= Data records =
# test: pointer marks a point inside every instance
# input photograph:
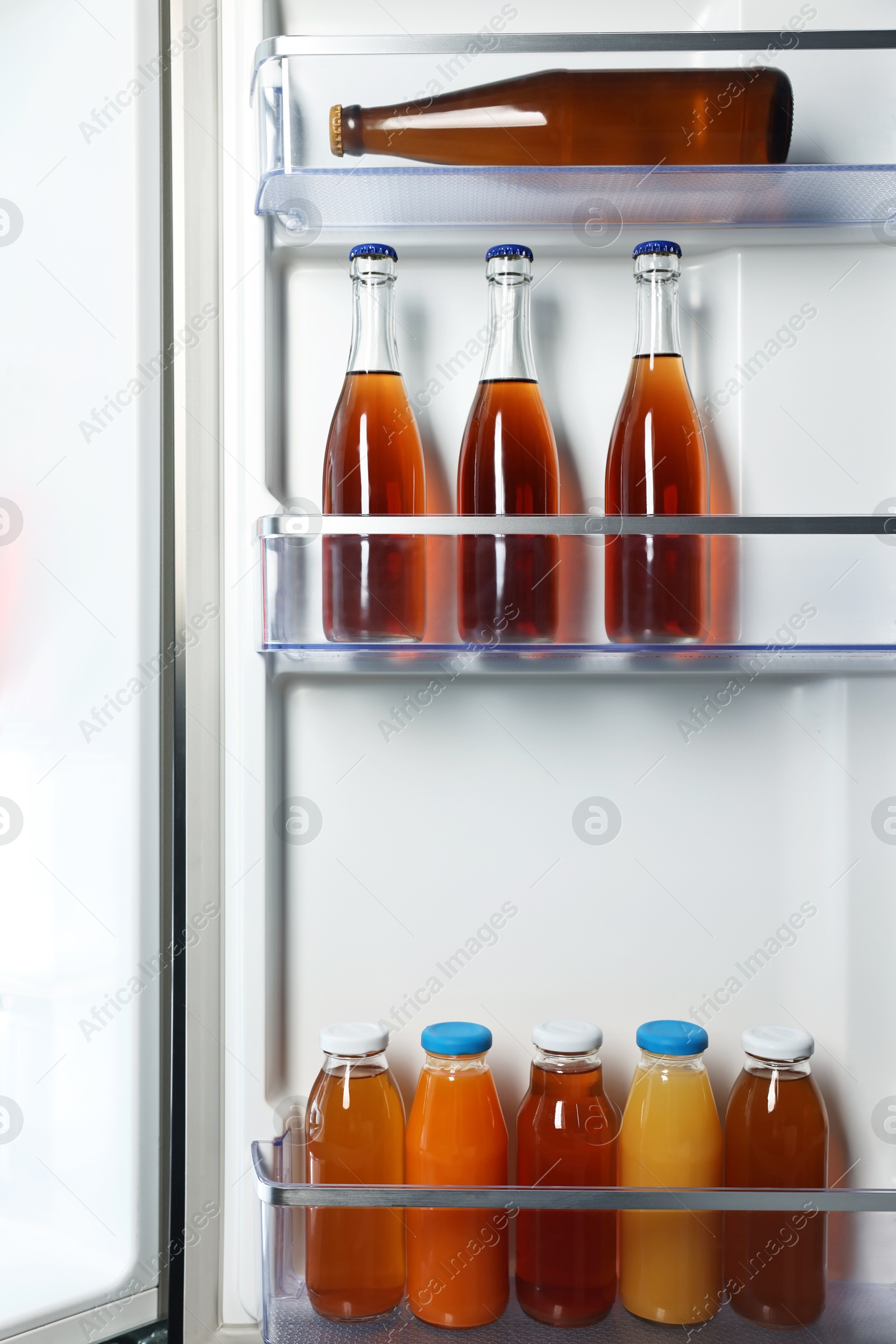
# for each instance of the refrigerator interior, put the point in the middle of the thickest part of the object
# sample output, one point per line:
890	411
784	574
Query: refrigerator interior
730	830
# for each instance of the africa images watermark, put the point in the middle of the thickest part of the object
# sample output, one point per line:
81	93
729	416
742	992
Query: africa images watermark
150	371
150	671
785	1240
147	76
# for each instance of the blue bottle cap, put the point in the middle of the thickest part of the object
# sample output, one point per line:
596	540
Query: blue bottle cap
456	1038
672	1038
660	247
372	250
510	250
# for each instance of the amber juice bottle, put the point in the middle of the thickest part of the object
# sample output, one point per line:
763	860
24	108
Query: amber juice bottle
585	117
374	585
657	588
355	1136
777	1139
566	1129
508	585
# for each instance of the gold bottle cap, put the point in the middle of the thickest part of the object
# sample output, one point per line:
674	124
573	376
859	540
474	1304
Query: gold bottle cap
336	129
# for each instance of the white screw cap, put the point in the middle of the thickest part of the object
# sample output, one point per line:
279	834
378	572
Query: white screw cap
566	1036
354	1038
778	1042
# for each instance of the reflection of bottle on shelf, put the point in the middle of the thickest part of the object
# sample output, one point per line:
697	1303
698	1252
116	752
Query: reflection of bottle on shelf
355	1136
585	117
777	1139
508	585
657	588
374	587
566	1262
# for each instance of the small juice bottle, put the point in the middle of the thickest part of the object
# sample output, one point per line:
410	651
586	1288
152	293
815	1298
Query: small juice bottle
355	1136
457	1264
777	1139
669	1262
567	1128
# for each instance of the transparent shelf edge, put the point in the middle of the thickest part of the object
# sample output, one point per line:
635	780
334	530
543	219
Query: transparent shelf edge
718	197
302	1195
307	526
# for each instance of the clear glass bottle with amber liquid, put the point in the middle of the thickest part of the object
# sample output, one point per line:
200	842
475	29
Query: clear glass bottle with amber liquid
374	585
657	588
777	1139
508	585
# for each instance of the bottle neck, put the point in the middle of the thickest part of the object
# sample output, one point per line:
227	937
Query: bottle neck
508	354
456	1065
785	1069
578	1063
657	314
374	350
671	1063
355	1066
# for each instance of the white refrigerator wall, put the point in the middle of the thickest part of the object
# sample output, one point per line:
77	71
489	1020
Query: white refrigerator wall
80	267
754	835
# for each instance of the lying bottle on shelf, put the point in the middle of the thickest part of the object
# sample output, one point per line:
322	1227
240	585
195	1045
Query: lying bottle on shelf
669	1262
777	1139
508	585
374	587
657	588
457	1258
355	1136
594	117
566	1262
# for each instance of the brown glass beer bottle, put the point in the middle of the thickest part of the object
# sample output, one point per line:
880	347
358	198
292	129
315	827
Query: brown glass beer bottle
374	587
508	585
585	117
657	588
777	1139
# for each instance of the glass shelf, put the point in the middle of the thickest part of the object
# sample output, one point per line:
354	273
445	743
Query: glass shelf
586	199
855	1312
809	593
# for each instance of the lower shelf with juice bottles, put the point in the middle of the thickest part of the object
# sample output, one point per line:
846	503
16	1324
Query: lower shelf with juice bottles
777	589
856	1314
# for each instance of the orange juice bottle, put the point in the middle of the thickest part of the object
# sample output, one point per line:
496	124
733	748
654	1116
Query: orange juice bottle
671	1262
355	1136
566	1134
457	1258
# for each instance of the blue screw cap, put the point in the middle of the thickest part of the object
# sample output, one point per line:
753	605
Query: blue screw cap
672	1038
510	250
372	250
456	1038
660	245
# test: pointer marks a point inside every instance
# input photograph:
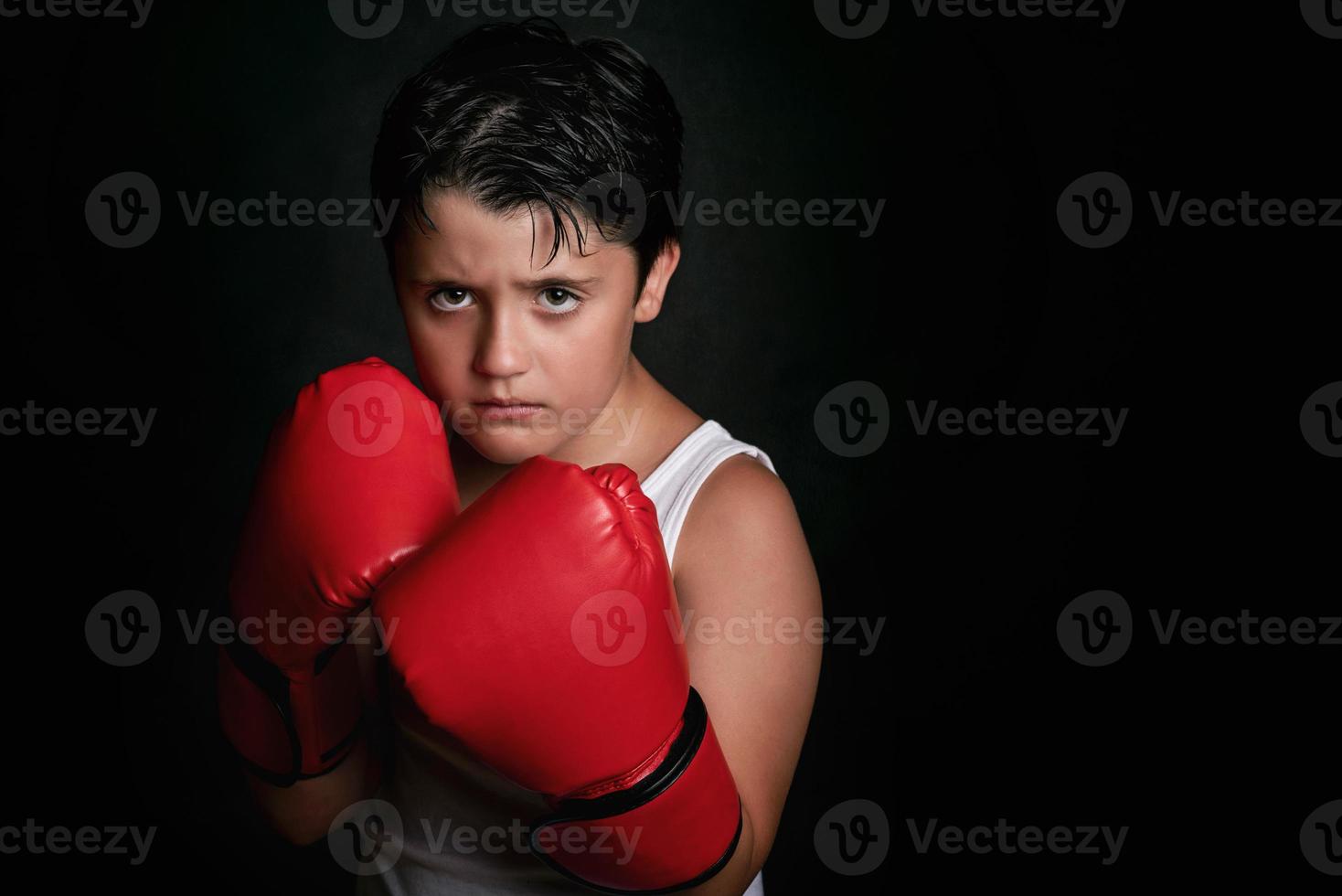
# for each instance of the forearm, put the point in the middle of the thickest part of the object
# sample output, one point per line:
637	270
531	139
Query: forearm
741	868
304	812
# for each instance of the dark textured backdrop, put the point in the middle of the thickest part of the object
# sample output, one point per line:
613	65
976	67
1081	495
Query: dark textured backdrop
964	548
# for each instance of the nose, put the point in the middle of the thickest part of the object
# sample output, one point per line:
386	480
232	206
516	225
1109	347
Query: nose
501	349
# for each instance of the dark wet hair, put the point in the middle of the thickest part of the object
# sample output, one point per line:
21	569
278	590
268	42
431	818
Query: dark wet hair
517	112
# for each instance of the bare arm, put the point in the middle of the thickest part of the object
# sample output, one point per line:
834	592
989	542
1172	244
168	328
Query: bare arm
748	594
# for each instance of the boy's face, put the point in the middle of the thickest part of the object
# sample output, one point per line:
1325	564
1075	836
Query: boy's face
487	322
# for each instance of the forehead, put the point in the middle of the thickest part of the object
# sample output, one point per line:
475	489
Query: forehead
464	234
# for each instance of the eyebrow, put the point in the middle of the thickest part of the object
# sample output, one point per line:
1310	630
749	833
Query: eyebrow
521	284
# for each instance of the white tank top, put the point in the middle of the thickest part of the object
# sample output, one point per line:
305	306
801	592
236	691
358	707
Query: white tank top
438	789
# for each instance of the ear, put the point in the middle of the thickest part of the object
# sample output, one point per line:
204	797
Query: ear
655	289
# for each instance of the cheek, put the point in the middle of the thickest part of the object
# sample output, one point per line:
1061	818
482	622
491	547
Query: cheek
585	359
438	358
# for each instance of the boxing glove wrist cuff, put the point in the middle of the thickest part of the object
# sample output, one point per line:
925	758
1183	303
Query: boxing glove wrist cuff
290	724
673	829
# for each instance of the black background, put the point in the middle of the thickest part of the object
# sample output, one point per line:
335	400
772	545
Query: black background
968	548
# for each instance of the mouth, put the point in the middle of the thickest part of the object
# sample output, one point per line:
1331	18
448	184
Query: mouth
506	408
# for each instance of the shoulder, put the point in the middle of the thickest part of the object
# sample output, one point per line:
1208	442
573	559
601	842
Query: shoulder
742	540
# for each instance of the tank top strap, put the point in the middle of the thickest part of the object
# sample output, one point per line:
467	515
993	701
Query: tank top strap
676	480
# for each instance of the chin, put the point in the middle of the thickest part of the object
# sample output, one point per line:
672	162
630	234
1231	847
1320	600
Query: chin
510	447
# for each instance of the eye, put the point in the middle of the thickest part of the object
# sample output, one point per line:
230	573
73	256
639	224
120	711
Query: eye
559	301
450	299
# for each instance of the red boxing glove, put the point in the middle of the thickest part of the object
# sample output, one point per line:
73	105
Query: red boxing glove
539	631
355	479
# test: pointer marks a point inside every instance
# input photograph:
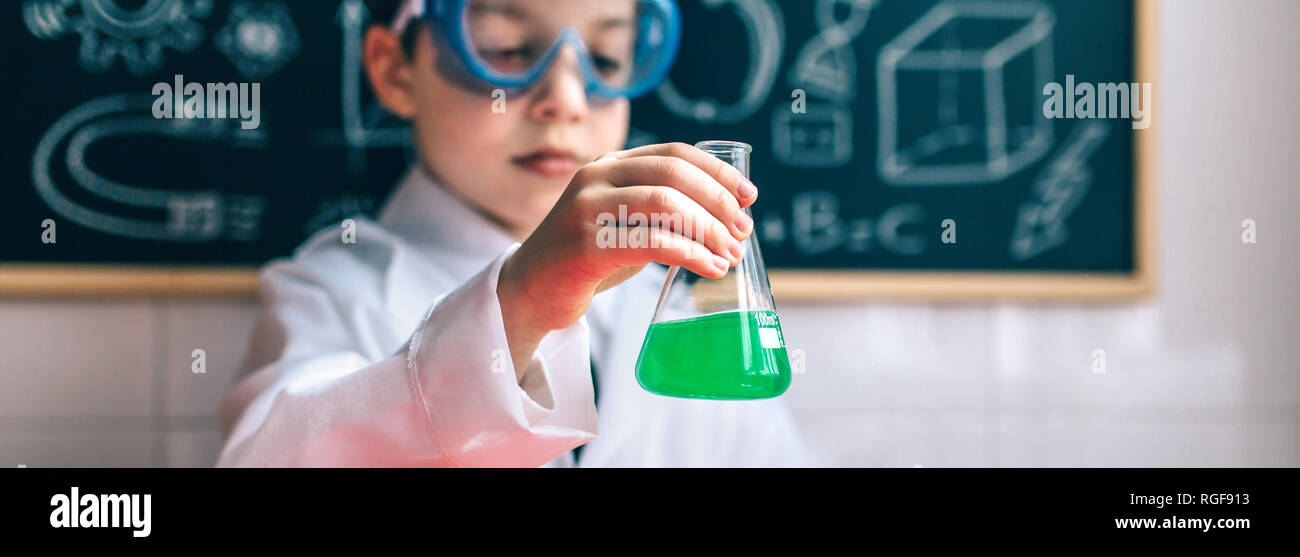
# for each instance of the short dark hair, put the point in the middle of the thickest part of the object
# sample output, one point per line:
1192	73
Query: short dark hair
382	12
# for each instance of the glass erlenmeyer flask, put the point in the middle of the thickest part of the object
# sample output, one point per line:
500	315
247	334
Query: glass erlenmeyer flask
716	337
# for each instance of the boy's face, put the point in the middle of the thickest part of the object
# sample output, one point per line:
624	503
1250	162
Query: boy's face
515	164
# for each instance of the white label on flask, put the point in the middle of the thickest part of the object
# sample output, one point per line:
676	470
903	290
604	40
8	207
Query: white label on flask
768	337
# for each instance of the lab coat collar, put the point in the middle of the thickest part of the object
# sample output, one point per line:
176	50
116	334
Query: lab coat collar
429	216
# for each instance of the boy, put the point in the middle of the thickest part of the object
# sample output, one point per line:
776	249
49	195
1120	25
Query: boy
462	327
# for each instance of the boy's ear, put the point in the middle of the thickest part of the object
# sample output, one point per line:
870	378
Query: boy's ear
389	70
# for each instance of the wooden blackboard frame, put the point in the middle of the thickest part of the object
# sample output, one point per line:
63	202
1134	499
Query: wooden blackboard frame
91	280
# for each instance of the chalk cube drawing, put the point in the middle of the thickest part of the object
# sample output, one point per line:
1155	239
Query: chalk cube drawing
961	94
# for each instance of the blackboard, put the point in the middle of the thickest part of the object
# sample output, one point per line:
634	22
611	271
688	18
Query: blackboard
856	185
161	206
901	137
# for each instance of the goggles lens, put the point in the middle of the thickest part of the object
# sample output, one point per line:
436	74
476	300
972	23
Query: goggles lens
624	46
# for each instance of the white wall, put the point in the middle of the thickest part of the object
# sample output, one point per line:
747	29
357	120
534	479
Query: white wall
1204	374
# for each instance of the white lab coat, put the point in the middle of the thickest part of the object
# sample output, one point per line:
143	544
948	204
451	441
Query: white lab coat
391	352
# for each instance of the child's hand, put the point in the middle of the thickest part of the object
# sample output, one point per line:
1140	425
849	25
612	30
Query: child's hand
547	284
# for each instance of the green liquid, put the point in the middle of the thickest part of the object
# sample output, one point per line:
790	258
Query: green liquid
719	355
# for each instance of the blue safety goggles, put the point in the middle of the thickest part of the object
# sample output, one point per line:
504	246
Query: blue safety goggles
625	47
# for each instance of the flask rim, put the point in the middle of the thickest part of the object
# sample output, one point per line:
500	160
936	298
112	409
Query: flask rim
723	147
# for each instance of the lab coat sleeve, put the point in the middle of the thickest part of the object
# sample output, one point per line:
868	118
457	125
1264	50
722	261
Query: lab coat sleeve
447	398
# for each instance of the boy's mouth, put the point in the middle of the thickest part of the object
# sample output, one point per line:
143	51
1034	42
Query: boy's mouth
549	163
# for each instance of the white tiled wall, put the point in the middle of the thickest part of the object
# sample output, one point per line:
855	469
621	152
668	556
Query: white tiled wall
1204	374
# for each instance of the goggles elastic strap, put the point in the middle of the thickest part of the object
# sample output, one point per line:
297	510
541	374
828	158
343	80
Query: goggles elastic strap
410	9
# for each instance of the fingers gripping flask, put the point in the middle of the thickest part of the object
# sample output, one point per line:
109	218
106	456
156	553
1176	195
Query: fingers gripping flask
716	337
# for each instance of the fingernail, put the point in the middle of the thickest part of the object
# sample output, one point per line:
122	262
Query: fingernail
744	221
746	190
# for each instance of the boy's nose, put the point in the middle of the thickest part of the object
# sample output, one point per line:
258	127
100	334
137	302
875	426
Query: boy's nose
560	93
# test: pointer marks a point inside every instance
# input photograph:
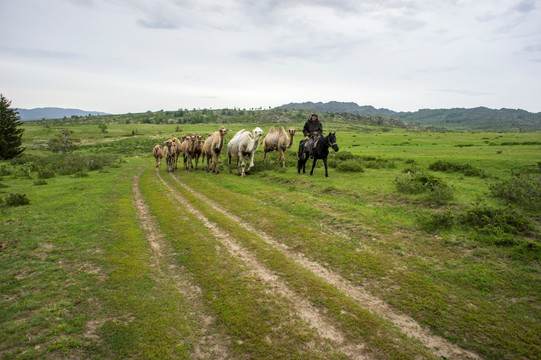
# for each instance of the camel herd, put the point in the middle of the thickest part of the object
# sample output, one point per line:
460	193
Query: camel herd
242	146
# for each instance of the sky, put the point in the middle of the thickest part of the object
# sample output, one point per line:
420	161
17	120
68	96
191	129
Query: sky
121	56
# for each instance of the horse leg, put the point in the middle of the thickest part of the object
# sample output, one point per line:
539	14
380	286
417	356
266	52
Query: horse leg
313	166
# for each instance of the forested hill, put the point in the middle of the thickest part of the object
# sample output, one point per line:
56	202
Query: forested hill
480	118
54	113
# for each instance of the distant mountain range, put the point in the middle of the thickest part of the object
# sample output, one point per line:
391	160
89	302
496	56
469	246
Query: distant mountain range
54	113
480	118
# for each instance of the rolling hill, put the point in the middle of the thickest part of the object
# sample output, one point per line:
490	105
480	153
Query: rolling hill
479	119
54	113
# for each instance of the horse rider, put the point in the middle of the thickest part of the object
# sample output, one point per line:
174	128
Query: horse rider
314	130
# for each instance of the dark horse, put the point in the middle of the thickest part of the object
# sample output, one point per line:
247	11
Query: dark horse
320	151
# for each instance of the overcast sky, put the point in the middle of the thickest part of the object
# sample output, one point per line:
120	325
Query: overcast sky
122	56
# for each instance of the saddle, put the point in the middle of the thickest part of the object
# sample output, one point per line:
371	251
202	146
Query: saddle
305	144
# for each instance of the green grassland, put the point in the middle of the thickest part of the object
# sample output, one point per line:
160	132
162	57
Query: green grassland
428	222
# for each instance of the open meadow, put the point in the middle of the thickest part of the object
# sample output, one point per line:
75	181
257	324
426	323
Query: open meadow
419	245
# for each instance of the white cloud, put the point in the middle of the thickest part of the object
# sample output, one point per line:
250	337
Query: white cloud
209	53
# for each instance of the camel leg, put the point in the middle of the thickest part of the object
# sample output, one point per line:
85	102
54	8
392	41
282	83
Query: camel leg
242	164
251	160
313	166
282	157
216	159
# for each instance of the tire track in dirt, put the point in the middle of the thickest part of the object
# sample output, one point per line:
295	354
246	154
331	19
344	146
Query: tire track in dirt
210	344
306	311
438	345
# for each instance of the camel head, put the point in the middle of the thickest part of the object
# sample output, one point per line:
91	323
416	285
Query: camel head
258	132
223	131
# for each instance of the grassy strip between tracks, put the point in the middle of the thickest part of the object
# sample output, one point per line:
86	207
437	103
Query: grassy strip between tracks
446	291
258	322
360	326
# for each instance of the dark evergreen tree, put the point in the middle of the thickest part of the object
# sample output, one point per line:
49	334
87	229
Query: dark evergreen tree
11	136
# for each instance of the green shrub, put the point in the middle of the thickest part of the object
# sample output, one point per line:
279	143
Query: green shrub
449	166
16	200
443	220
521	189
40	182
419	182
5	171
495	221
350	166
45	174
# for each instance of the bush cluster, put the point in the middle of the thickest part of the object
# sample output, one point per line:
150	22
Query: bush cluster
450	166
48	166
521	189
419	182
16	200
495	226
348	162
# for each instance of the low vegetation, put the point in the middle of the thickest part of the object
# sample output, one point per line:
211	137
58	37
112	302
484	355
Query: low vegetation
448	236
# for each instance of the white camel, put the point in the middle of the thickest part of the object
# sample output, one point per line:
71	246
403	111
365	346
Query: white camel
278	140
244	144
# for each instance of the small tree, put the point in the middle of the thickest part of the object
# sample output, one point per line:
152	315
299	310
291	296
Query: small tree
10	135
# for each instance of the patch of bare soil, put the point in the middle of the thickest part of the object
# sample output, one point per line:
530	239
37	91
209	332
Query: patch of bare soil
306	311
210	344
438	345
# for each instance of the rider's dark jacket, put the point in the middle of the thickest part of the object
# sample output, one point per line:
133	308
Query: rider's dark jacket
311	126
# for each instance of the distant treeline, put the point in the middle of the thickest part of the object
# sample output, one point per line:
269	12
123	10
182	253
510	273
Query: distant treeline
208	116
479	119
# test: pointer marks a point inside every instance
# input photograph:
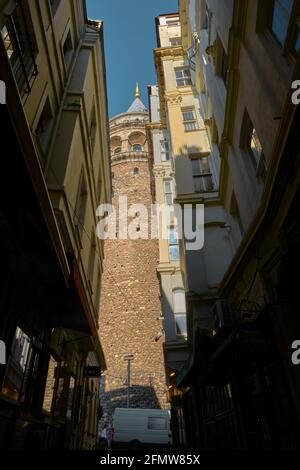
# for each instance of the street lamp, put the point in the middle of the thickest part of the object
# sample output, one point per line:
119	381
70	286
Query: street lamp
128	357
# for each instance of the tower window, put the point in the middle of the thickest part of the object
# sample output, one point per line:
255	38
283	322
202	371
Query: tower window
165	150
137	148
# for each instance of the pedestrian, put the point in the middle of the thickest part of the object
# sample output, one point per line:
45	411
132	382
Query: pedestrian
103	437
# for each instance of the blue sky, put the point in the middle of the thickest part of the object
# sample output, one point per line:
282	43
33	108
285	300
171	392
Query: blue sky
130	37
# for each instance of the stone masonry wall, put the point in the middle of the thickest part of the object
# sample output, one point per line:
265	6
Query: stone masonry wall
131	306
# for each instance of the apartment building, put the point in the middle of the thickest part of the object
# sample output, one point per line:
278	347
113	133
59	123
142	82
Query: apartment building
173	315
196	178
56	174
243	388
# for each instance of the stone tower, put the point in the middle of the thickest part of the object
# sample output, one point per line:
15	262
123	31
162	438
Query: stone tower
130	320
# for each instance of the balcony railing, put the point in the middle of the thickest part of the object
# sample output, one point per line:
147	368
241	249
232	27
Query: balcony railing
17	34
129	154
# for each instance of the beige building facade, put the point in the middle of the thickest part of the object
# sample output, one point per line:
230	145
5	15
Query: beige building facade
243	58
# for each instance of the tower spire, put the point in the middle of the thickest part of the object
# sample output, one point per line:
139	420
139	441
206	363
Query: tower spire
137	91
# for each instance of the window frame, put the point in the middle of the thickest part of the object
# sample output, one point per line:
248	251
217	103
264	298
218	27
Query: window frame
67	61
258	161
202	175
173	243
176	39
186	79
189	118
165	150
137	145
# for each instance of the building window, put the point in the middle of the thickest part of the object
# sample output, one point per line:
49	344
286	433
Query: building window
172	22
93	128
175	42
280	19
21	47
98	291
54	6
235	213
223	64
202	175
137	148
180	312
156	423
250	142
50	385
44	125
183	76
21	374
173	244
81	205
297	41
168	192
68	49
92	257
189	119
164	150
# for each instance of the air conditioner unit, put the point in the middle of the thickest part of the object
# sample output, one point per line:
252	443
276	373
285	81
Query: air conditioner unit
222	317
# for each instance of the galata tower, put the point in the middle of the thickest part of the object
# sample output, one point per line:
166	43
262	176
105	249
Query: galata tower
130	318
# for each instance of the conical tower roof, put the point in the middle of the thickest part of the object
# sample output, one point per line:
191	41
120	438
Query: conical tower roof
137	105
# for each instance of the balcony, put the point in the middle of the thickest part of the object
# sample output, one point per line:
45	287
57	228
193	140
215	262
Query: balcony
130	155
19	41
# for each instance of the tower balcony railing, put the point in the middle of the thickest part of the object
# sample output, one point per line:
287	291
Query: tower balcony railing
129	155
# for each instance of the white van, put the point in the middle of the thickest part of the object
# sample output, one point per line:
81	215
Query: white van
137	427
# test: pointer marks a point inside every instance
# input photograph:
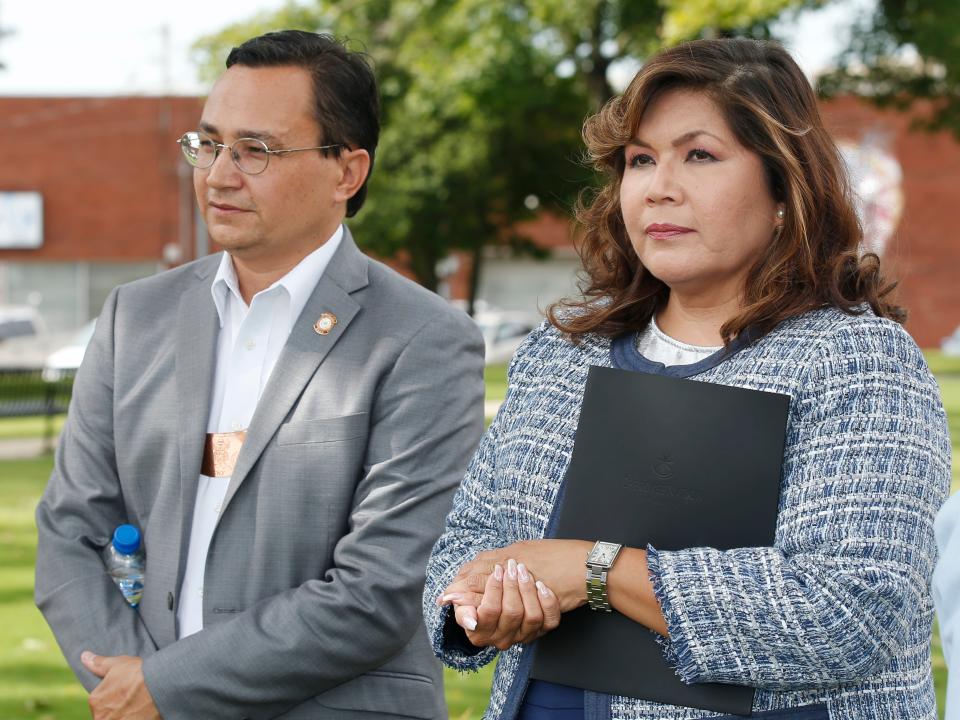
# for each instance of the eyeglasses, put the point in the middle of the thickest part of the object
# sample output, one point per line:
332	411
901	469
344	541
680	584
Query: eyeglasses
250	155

= Your objective =
All that belongs in your answer is the stretch of entries above from the line with "# for each instance of the camel herd, put" through the line with "# for each instance of the overcast", printed exactly.

= Output for this task =
# for each instance of the camel herd, put the point in the middle of the thickest part of the object
# sample output, one point per line:
460	193
Query: camel herd
242	146
# for each instance of the sky, put the point in the middle of the thickest part of the object
# sample output, one point per line:
420	161
17	120
68	96
191	129
Query: sky
121	56
# for each instance of the horse leg, put the point in the middle of the thickest part of the object
# sample output, one point per line:
539	14
380	286
417	356
266	52
Query: horse leg
313	166
# for each instance of the forested hill, put the point in the middle of the thickest part of the object
# sample output, one point per line:
56	202
Query: forested hill
480	118
54	113
# for each instance of the distant mountain range, put the point in the middle of the thickest part of the object
# sample output, one point per line:
391	160
89	302
496	56
469	246
Query: distant mountain range
54	113
480	118
# for each instance of the rolling hill, put the point in the middle of the thickest part of the object
# sample output, one point per line:
490	105
480	153
Query: rolling hill
479	119
54	113
# for each instance of the horse rider, put the point in the middle of the thickest part of the object
# sample output, one point per line:
174	128
Query: horse rider
314	130
# for each instance of the dark horse, put the point in the middle of the thickest part of the object
# sample output, one point per line:
247	11
Query: dark horse
320	151
# for each instance of the overcast sky, put the point in the middle of the thickest part of the object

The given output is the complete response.